Aim of the exercise.
Using the records provided below, locate and copy each line that contains the word "neck".

Dataset.
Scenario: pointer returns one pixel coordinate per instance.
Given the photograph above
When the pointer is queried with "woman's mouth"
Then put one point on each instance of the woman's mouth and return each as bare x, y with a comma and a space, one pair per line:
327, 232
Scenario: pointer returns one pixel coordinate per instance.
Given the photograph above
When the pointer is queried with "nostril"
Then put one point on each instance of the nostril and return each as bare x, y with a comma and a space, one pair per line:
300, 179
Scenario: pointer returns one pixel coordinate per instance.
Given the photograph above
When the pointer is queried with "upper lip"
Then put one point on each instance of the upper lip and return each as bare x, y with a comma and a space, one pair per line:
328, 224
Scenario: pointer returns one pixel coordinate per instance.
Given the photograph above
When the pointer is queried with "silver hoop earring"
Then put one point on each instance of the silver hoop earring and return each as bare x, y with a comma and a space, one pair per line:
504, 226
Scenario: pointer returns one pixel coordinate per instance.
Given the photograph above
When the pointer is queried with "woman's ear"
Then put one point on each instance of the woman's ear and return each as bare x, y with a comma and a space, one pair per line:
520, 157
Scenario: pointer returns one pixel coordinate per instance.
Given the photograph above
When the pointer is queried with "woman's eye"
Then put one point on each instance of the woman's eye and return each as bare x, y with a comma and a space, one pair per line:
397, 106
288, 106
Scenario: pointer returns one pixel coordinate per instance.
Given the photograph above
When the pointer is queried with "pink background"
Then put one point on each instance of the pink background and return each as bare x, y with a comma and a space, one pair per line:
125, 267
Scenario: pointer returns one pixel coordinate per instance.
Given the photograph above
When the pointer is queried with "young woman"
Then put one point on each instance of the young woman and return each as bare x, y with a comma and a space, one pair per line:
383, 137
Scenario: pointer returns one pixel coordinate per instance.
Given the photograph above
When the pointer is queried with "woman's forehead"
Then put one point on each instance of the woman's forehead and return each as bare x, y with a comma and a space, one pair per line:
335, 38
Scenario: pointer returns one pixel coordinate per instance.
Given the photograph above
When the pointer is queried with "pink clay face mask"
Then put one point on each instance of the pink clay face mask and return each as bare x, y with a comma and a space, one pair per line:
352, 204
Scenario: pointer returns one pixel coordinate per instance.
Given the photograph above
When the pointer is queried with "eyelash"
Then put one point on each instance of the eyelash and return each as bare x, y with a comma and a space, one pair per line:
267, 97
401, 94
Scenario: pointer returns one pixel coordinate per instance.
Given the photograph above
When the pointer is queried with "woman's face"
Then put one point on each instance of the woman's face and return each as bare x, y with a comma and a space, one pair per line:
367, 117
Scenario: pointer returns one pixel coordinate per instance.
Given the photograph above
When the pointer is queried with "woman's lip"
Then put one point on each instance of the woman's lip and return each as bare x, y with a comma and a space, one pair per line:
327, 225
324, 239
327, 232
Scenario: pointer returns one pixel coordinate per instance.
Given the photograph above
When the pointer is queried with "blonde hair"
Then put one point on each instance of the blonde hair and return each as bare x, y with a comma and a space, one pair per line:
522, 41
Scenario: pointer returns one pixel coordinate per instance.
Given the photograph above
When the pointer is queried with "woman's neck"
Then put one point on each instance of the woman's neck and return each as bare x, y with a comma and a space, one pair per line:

Answer box.
When the pointer is queried with "woman's neck"
Then put one point on each instance of the woman's neck and return each as bare x, y with a comma and a space, one pair per line:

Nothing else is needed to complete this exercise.